In voodoo dancing, a god, as the Greeks would say, enters the dancer; which god—or loa—will be known by the steps the dancer takes. Whether it be Damballah, Ezili, Ogu, Agwe, Legba or another can be recognised by others and has significance both for them and for the individual dancer. This is not the only example of a dance tradition where there is a definite relationship between the steps a dancer takes and the spirit, loa or god who has entered them. Even on today’s dance floors you can see how a different beat will call forth a different step and how some steps seem perfectly to express some beats. Every riddim seems to have its own dance, its own set of moves.
This relationship is best expressed for me by a silent thing, a photograph:
It is called Dancers, New York, 1956 and was taken by jazz photographer Roy DeCarava at the Manor Social Club, now demolished, that stood at 110th Street and Madison Avenue in Harlem. In dim light, on the wide, otherwise empty wooden floor, two men, seen only in silhouette, are dancing with each other. The one closest to the camera has his back to us. He is a big bald head with a single highlight on the right of the dome; an oblong jacket tilted by the movement of his shoulders to a trapezoid; one arm so hung down it almost drags its knuckles along the floor, the other raised up, with the fingers extended and flexed; two shapeless almost bulbous legs disappearing into the shadowy floor.
The other, facing us, is his echo or mirror. A slighter man, perhaps shorter, he too is elegantly poised about the oblong of his jacket, his knees bent, together, one foot, the right, raised from the floor; his right arm, like his partner’s left, hanging down with all the fingers spread, his left bent ninety degrees at the elbow, the hand flat, held out, the fingers arched. A waiter in a white shirt with a tray of drinks moves up the left hand edge of the dance floor and, at either side, we see the shapes of people sitting on chairs at tables. Behind, through a mosque or pyramid shaped arch, perhaps the entrance to the hall, a bright flare of light comes in along the floor but does not quite reach the second dancer, while in the roof seven white lamps glow but do not illuminate the vast, dark space.

Information supplied -

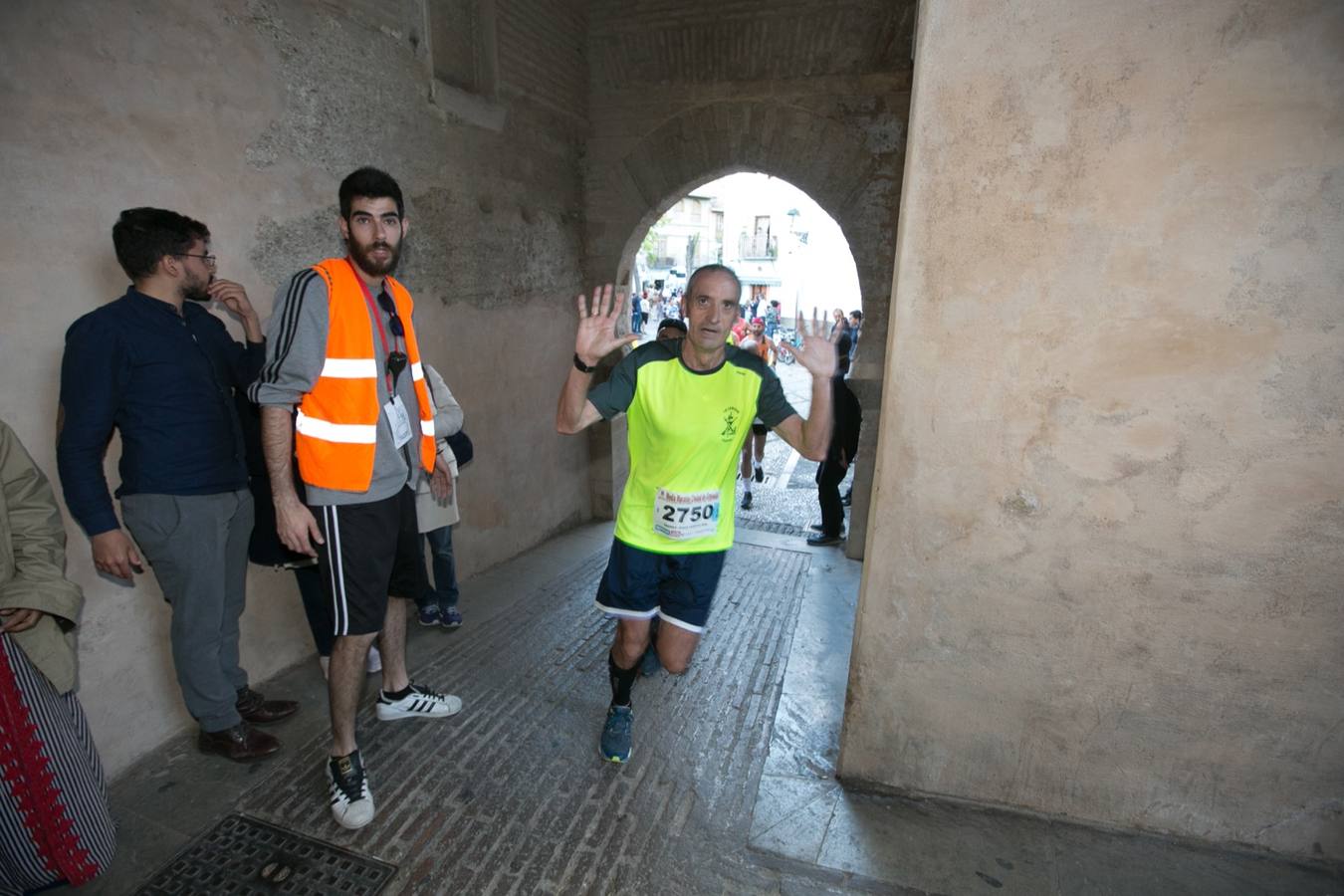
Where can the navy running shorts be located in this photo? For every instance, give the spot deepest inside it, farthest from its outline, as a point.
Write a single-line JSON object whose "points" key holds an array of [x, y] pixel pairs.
{"points": [[678, 587]]}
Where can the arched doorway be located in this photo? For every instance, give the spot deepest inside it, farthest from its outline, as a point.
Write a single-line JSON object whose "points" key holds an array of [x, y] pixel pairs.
{"points": [[793, 261], [855, 180]]}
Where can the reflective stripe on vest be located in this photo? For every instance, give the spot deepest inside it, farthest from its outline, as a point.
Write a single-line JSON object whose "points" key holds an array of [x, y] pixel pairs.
{"points": [[336, 427]]}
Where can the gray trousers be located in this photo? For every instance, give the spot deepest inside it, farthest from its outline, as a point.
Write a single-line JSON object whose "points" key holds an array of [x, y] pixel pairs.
{"points": [[198, 549]]}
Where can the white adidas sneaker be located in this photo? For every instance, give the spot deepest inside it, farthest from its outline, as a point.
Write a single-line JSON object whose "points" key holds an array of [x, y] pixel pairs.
{"points": [[419, 703], [351, 800]]}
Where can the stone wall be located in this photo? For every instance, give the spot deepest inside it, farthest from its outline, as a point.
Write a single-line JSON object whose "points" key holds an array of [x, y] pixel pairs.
{"points": [[1108, 546], [246, 114], [813, 93]]}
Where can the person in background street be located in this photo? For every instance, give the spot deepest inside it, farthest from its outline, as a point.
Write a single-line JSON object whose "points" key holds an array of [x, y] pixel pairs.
{"points": [[437, 516], [344, 353], [841, 340], [686, 403], [772, 318], [161, 369], [753, 450], [54, 819], [855, 331], [844, 442]]}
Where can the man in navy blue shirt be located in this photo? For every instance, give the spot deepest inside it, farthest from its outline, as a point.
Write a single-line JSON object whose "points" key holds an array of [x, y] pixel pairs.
{"points": [[161, 369]]}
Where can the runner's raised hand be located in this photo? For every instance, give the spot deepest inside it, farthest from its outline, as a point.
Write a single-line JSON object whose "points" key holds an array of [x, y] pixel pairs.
{"points": [[597, 336], [817, 353]]}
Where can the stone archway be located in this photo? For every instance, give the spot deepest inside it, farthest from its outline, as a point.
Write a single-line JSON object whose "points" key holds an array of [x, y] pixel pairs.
{"points": [[836, 158]]}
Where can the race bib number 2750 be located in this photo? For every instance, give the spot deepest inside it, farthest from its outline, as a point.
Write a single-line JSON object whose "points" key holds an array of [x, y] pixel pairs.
{"points": [[686, 515]]}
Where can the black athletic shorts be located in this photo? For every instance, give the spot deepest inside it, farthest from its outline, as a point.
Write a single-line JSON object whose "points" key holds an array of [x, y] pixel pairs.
{"points": [[371, 553], [678, 587]]}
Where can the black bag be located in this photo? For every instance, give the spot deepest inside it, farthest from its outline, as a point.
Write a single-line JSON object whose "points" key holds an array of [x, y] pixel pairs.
{"points": [[461, 445]]}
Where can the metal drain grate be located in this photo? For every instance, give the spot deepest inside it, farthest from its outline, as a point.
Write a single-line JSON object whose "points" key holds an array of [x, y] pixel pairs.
{"points": [[244, 856], [771, 526]]}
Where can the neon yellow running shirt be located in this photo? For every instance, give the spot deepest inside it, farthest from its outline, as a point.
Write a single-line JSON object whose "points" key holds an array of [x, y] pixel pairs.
{"points": [[686, 434]]}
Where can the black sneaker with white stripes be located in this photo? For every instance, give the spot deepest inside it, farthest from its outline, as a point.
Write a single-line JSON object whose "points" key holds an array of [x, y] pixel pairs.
{"points": [[418, 703], [351, 800]]}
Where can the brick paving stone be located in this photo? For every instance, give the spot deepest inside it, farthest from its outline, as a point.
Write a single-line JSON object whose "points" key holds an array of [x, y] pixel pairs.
{"points": [[511, 794]]}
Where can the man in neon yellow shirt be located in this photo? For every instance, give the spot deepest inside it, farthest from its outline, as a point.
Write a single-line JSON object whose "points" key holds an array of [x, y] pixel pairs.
{"points": [[690, 404]]}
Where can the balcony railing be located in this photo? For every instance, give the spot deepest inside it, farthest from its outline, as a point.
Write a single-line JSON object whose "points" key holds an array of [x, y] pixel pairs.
{"points": [[759, 246]]}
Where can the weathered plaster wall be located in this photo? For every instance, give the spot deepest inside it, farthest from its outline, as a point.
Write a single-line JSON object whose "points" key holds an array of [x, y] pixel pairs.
{"points": [[812, 92], [246, 114], [1105, 567]]}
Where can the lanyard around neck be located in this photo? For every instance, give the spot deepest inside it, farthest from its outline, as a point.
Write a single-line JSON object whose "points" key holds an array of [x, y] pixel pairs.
{"points": [[378, 319]]}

Required work -
1) Answer these questions from the dance passage, one line each:
(a) In voodoo dancing, how do others know which loa has entered the dancer?
(b) At what location did the Manor Social Club stand?
(c) How many white lamps glow in the roof of the photograph?
2) According to the dance passage, why does the oblong jacket of the man closest to the camera take the shape of a trapezoid? Answer in one or two sentences.
3) Rewrite the paragraph of the dance passage that begins "The other, facing us" as a bulleted list, keeping its main facts.

The solutions -
1)
(a) By the steps the dancer takes.
(b) At 110th Street and Madison Avenue in Harlem.
(c) Seven.

2) The movement of his shoulders tilts the oblong jacket into a trapezoid.

3)
- The second dancer faces the camera and is the first dancer's echo or mirror.
- He is slighter and perhaps shorter, and he is elegantly poised about the oblong of his jacket.
- His knees are bent and together, and his right foot is raised from the floor.
- His right arm hangs down with all the fingers spread, like his partner's left.
- His left arm is bent ninety degrees at the elbow, with the hand flat, held out, and the fingers arched.
- A waiter in a white shirt carries a tray of drinks up the left-hand edge of the dance floor.
- People sit on chairs at tables on either side.
- Behind the dancers, a bright flare of light comes through a mosque- or pyramid-shaped arch, perhaps the entrance to the hall, and runs along the floor without quite reaching the second dancer.
- Seven white lamps glow in the roof but do not light the vast, dark space.